- Entrées de données enregistrées
──────
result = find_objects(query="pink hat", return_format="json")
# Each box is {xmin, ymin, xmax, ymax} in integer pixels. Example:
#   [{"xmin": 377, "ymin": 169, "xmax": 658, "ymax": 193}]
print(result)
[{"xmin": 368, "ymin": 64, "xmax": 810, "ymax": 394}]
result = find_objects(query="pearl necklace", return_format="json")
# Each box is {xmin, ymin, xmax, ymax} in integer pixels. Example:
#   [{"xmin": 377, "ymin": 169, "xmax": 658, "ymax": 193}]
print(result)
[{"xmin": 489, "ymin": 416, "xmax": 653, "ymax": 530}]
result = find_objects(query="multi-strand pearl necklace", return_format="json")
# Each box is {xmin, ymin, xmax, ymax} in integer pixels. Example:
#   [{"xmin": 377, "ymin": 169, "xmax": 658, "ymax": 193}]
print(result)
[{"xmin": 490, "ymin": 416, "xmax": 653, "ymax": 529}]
──────
- Objectif
Mettez ces lignes en liste numérotée, s'il vous plaît, en omettant les lignes vides. Reprenez l'ensemble des enregistrements.

- Corrigé
1. result = find_objects(query="pink hat", return_format="json")
2. # Each box is {xmin, ymin, xmax, ymax} in integer pixels. Example:
3. #   [{"xmin": 377, "ymin": 169, "xmax": 658, "ymax": 193}]
4. print(result)
5. [{"xmin": 368, "ymin": 64, "xmax": 810, "ymax": 394}]
6. result = find_objects(query="pearl necklace", return_format="json")
7. # Each box is {xmin, ymin, xmax, ymax} in integer pixels. Example:
8. #   [{"xmin": 377, "ymin": 169, "xmax": 658, "ymax": 193}]
9. print(result)
10. [{"xmin": 489, "ymin": 416, "xmax": 653, "ymax": 530}]
11. result = find_objects(query="multi-strand pearl necklace", return_format="json")
12. # Each box is {xmin, ymin, xmax, ymax} in integer pixels. Example:
13. #   [{"xmin": 377, "ymin": 169, "xmax": 658, "ymax": 193}]
14. print(result)
15. [{"xmin": 490, "ymin": 416, "xmax": 653, "ymax": 529}]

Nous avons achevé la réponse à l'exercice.